* [What is expected]:
Return, word for word, the line that contains "Where can you see the dahlia" and every line after it through the end of the records.

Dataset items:
::::::::

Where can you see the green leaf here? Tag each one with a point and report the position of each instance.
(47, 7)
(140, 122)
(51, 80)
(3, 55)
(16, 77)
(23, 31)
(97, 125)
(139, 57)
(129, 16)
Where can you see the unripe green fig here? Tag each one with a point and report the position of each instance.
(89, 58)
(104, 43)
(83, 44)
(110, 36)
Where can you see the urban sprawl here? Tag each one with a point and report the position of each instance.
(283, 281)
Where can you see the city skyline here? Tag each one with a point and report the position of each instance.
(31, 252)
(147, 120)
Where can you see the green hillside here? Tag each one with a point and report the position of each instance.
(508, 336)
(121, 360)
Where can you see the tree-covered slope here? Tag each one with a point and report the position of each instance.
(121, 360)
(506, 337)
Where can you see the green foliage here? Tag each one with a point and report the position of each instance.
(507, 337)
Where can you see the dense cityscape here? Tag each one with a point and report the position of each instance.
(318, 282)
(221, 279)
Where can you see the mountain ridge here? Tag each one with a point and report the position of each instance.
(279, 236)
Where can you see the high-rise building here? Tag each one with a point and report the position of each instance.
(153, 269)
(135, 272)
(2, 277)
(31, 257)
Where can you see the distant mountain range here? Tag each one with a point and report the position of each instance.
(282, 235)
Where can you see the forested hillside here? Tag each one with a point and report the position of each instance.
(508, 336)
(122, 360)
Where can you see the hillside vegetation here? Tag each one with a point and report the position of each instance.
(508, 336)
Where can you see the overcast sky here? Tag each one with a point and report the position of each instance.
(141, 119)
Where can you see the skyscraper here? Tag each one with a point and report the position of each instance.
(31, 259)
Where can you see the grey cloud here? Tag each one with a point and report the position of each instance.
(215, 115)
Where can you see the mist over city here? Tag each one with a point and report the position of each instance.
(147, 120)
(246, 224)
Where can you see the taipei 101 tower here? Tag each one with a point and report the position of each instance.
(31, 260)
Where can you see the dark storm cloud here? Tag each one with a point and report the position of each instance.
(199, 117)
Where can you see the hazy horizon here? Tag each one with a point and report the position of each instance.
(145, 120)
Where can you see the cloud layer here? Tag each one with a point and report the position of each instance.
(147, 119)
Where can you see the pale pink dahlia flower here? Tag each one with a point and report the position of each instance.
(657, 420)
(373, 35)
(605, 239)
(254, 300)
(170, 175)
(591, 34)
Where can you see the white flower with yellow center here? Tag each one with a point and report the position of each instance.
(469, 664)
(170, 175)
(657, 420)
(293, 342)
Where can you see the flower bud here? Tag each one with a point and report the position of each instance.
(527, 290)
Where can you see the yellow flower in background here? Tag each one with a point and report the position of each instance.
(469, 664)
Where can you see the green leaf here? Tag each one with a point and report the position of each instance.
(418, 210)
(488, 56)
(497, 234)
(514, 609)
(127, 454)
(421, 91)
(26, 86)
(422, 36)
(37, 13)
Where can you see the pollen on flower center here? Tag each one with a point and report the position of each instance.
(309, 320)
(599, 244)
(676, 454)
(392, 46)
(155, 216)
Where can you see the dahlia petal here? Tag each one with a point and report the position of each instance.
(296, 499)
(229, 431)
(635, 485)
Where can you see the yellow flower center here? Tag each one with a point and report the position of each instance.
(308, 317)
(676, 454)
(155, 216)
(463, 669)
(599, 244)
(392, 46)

::::::::

* [Result for this exercise]:
Where can you see the dahlia petal here? Tag each one with a point and report the position of each instance.
(296, 499)
(229, 431)
(635, 485)
Where can you see the yellow flower center here? Tag each one with a point and report the position of each instance.
(308, 317)
(676, 454)
(155, 216)
(463, 669)
(599, 244)
(392, 46)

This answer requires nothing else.